Task requirements
All the data should be repeated exactly. Any image in it is left out.

Study material

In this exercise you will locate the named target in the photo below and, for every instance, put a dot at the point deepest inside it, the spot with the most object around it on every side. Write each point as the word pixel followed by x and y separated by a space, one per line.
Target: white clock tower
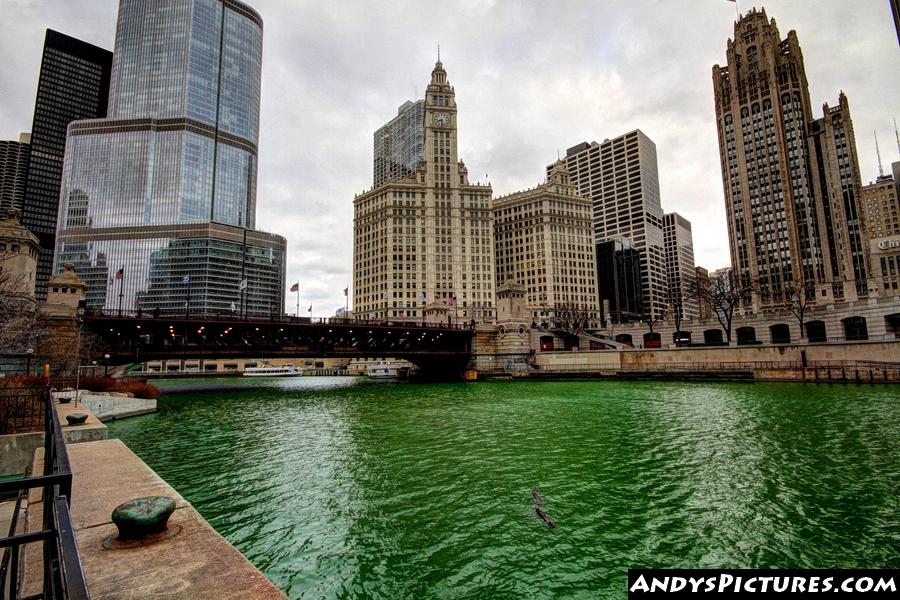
pixel 427 239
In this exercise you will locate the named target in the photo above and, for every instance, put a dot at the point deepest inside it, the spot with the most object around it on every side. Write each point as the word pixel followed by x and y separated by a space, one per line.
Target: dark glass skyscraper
pixel 171 172
pixel 619 281
pixel 73 84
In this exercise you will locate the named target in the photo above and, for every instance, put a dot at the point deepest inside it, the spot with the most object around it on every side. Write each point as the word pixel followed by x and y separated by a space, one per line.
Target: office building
pixel 158 200
pixel 791 183
pixel 880 203
pixel 620 176
pixel 73 84
pixel 426 239
pixel 14 158
pixel 619 280
pixel 398 147
pixel 544 242
pixel 19 252
pixel 681 273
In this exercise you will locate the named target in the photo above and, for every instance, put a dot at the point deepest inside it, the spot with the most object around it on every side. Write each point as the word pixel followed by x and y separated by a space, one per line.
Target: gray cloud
pixel 531 77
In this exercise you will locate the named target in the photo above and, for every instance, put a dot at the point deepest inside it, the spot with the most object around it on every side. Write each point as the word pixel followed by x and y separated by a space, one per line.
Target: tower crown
pixel 438 74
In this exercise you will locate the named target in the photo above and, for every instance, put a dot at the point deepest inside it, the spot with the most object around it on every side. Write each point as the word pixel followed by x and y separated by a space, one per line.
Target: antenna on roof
pixel 897 135
pixel 878 154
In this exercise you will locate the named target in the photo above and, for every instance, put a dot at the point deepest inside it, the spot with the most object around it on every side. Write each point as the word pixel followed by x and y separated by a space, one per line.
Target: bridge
pixel 438 348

Answer to the exercise
In this exercise you will locate the named target in the photo below and, for every instance, put a dot at the point deepest inside it, the spot with the most object around it on every side. Write each point as the word pixel followed by x and y separated by a space, one per line.
Target: white clock tower
pixel 427 239
In this exercise you will locate the named target in the photo above and, for every instance, put a dot at the point deepest inside it, the spot with the most object around it on every side. Write each point as the word pixel followed by x and y separated by a space, one per line.
Target: dark glass skyscraper
pixel 171 172
pixel 619 281
pixel 73 84
In this exercise you will locate the named target in the photo above and, for every instance, put a dot at the point deepest inside it, the spot with the most object around it on every side. Write each point as the word pixel followed by x and y separated by a space, one per line.
Target: office building
pixel 158 200
pixel 791 183
pixel 880 203
pixel 620 176
pixel 73 84
pixel 426 239
pixel 14 158
pixel 619 280
pixel 398 147
pixel 544 242
pixel 19 252
pixel 681 273
In this exercise you will locate the named target in the photo above and, for every instance, put a dot at the point deepest inside it, the spot with the most object around it on every side. Write each point as the word pixel followed by x and y separated by a space, one per line.
Target: gray cloud
pixel 531 77
In this exercise you will locate the named target in the photo above and, for every instance, put a dot at the point deepest inside it, the spot with the most object around it on every side. Write each point as the word pixel followed by x and y separated by a space, one per line.
Target: tower crown
pixel 438 74
In this exercise you will locate the named target in the photo above and, for every instance, put a dot at the point deepest inside it, the spot with the most object around it on every side. Write each point as the word pixel followed by x and y separated by a space, one per line.
Target: antenna on roof
pixel 897 135
pixel 878 154
In this exercise you will locate the named target in the photo above and, for every instance, put a dot at the point deepest inside it, the spot with the most object around it on every side. Write each point as the word pixel followed by x and y separated by a space, one per line.
Target: bridge
pixel 438 348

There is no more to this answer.